**TASK DESCRIPTION:** Return each line of the records below that contains the word "woman". Case matters.

(Extracted data entries)
###

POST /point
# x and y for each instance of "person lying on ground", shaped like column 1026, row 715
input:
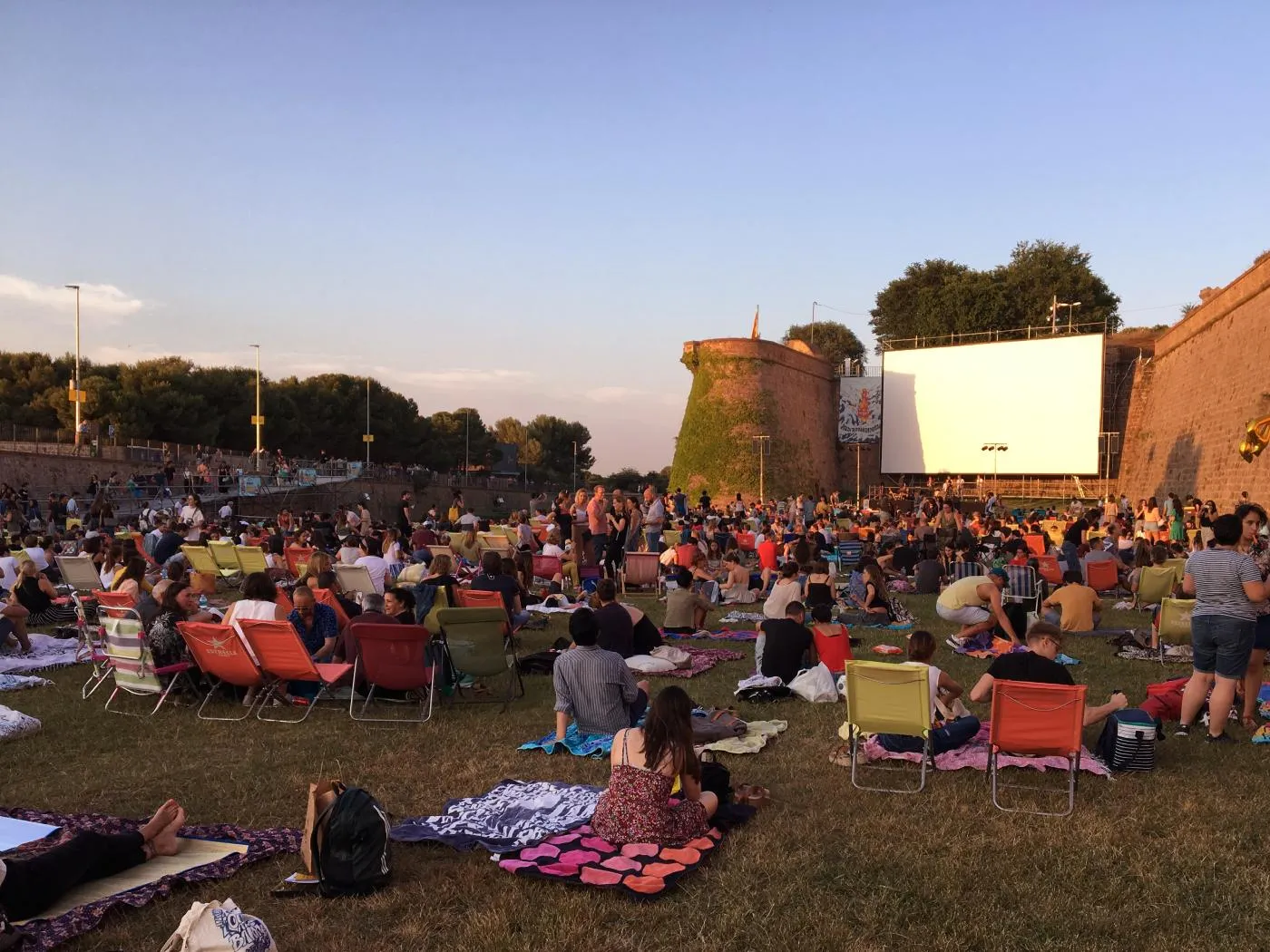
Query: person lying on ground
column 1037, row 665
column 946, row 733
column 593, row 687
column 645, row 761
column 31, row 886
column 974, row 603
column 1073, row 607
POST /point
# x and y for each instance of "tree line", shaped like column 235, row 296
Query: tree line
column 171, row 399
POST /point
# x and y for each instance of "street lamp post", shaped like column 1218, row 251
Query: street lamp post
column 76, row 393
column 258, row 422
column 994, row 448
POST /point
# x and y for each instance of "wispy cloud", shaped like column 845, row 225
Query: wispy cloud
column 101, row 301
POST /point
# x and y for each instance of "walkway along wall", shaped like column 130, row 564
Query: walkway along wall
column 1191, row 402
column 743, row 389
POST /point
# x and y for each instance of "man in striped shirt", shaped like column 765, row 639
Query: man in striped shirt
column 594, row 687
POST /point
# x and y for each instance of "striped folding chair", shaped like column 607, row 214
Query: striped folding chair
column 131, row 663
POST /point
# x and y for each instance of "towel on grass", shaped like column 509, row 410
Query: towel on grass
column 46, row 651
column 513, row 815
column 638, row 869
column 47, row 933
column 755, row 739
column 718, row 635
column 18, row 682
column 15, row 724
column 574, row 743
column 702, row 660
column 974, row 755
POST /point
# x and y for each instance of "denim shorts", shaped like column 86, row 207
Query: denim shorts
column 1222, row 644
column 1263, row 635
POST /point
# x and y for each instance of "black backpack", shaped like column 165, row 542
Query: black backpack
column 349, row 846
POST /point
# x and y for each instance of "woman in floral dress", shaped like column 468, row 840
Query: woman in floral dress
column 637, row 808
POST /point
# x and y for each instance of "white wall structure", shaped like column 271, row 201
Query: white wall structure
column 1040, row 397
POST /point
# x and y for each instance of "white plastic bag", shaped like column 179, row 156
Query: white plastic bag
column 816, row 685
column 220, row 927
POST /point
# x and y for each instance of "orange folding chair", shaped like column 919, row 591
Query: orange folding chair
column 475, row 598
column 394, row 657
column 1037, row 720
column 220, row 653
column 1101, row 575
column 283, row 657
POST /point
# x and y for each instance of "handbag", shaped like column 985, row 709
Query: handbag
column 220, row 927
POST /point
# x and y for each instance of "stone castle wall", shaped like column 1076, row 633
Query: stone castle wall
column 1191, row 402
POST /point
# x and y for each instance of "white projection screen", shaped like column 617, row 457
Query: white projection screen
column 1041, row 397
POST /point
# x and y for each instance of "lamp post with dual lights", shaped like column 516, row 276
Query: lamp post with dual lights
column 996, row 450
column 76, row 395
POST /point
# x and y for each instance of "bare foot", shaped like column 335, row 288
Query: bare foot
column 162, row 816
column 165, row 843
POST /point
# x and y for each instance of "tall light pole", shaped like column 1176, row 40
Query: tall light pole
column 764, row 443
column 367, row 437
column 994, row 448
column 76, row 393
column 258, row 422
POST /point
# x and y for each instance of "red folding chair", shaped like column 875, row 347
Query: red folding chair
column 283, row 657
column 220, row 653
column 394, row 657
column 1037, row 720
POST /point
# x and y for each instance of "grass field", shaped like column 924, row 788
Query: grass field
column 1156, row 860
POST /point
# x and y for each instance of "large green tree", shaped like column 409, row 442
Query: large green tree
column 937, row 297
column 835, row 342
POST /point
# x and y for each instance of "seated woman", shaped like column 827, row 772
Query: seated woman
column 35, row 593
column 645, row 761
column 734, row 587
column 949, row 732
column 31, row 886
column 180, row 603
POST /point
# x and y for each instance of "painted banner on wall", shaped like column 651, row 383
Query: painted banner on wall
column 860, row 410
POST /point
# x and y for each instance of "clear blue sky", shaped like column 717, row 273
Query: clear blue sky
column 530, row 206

###

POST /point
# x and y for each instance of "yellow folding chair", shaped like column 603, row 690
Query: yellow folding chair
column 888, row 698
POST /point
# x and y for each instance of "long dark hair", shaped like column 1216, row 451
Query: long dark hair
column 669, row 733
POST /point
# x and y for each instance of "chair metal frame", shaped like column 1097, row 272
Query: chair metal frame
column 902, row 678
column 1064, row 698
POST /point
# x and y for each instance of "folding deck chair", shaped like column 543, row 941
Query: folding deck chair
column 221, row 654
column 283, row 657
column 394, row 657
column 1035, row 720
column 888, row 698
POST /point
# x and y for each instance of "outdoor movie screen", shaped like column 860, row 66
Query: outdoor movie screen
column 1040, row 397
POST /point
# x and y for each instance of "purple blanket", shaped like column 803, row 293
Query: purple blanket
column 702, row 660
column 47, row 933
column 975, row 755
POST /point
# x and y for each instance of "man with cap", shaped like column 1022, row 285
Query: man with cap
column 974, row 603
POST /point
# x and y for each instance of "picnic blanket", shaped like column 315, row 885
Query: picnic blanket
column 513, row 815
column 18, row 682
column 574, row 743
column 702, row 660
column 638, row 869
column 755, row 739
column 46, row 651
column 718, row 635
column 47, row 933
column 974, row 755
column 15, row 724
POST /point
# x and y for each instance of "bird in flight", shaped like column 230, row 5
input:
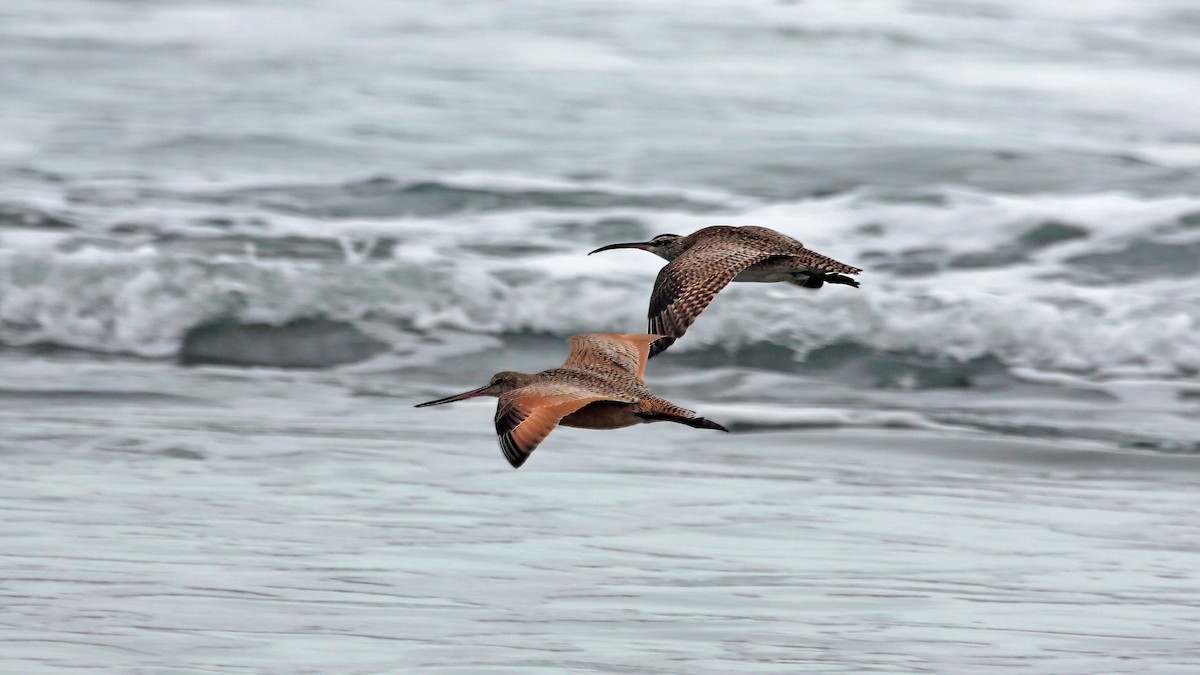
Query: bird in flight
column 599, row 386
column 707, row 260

###

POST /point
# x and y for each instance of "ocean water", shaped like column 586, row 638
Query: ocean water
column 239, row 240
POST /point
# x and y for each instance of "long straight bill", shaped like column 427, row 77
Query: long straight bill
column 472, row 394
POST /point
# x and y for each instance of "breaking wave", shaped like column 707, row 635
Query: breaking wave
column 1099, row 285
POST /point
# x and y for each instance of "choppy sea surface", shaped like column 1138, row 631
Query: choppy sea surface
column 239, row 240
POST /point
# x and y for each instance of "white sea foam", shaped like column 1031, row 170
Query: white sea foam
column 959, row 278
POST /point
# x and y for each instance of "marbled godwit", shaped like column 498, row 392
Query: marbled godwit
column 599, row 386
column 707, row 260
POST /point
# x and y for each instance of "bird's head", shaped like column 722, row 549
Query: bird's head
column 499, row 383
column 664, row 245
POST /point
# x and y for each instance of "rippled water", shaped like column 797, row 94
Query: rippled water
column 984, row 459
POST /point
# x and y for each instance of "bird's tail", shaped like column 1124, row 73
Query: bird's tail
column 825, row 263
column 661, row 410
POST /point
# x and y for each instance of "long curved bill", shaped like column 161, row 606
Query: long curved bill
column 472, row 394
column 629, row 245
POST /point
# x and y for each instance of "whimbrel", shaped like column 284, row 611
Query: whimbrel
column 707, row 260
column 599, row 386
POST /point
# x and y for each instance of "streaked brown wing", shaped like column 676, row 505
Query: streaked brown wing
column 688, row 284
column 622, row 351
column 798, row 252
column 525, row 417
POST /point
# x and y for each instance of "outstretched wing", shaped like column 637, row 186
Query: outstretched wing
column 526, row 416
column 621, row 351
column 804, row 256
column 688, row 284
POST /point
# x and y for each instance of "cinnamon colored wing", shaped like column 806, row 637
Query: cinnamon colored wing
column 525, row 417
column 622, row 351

###

**SOLUTION FOR THIS EXERCISE:**
# x and y for each instance of "woman in floral dress", shaped like column 468, row 840
Query: woman in floral dress
# x and y for each instance of "seated woman", shaped like column 827, row 772
Query: seated woman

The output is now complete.